*What you have to do*. Your task is to extract every line from the material below exactly.

(Source data)
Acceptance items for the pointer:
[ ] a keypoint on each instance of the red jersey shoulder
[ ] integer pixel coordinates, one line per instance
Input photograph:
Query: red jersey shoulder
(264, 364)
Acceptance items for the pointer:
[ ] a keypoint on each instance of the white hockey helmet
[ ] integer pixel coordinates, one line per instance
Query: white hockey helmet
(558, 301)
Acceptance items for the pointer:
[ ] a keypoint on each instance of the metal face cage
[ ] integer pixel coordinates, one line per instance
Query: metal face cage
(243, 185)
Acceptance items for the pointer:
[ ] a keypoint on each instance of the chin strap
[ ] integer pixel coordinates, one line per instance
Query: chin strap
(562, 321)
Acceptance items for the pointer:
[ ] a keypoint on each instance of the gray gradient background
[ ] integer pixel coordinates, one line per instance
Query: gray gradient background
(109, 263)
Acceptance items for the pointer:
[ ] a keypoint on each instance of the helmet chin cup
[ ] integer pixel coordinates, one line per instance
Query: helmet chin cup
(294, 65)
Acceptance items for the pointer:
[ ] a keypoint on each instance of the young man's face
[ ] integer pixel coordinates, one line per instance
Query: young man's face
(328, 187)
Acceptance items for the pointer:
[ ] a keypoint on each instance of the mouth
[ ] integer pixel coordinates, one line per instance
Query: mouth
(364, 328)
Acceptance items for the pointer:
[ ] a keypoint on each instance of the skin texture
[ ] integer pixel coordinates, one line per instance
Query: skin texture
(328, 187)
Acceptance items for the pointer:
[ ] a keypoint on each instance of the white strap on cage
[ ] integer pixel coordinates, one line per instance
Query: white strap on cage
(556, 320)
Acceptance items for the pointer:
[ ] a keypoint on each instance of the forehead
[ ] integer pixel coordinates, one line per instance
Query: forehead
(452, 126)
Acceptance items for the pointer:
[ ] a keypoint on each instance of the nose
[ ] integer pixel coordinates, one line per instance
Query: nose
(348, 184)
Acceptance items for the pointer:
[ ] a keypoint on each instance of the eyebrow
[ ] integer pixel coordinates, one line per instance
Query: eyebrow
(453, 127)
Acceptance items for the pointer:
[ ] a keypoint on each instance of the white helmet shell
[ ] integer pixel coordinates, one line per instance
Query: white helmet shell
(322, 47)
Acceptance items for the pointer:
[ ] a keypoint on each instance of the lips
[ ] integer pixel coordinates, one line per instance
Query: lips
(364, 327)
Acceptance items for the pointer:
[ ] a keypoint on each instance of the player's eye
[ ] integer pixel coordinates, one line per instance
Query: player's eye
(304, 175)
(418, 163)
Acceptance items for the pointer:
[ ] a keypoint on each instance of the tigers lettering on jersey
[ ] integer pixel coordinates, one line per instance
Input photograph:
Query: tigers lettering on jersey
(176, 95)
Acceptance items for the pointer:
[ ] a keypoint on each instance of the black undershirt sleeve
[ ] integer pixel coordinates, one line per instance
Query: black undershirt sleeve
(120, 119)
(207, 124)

*Exercise answer*.
Acceptance items for the pointer:
[ ] a keypoint on each instance of the red jersey shoulder
[ ] integer pixel coordinates, one line per instance
Input photograph:
Query: red jersey shoulder
(264, 364)
Acceptance items for the pointer:
[ ] a keypoint on each instance of the white hockey helmet
[ ] integer pixel coordinates, one line per instance
Query: white hockey helmet
(558, 301)
Acceptance items for the pointer:
[ ] a keypoint on each instance of the metal face cage
[ ] integer pixel coordinates, one line per instance
Query: metal face cage
(243, 185)
Acceptance items for the pointer:
[ ] a keypoint on each instance of the chin strap
[ ] integer pixel coordinates, one line per instance
Query: chin strap
(562, 321)
Acceptance items for the pointer:
[ ] a keypoint on each instance of the gray gradient background
[ ] integer pixel coordinates, one line per instance
Query: gray gradient background
(109, 263)
Acceptance items for the pointer:
[ ] a keypoint on each instance of the helmet chin cup
[ ] integer pixel coordinates, one line per instance
Query: helmet chin cup
(294, 65)
Acceptance items for the pointer:
[ ] a keypoint on each instance of the young man's face
[ ] integer pixel coordinates, one line per instance
Query: young man's face
(328, 187)
Acceptance items for the pointer:
[ ] a keypoint on each instance of the mouth
[ ] integer pixel coordinates, one line per instance
Query: mouth
(364, 328)
Acceptance items for the pointer:
[ ] a keypoint on each instance of the skin texture
[ ] integer pixel coordinates, one line per instance
Query: skin texture
(328, 187)
Acceptance items for the pointer:
[ ] a keypoint on each instance of the white strap on cage
[ ] integer pixel coordinates, one line per instance
Query: white strap on cage
(556, 320)
Acceptance items for the pointer:
[ ] a keypoint on each instance of the forehead
[ ] integer pixel coordinates, one line per instance
Query: forehead
(452, 126)
Acceptance items for the pointer:
[ ] a keypoint on each instance of the nose
[ ] integer pixel coordinates, one line per instance
Query: nose
(348, 184)
Acceptance items for the pointer:
[ ] a keypoint on each instance of the eyebrow
[ ] integer pixel coordinates, one line per instance
Query: eyebrow
(453, 127)
Acceptance items for the pointer:
[ ] a keypoint on each instance of the white helmet shell
[ ] integer pixel coordinates, one line per instance
Query: white helmet shell
(322, 47)
Acceptance items for the pointer:
[ ] a keypoint on each instance of the lips
[ ] integer pixel coordinates, one line per instance
Query: lips
(364, 327)
Acceptance items for the pointer:
[ ] a keypoint on each instance of the player's eye
[ ] integer pixel coordinates, one line per instance
Query: player's eye
(304, 175)
(418, 163)
Acceptance items for the pointer:
[ ] a keypoint on each instance of the tigers lettering on jersey
[ ] integer pixel coordinates, one line per instance
Input photograph:
Query: tigers lettering on jersey
(176, 95)
Acceptance items for the pointer:
[ ] a keypoint on each instance of the black undershirt sleeve
[ ] integer pixel coordinates, one line per instance
Query: black undershirt sleeve
(120, 119)
(207, 124)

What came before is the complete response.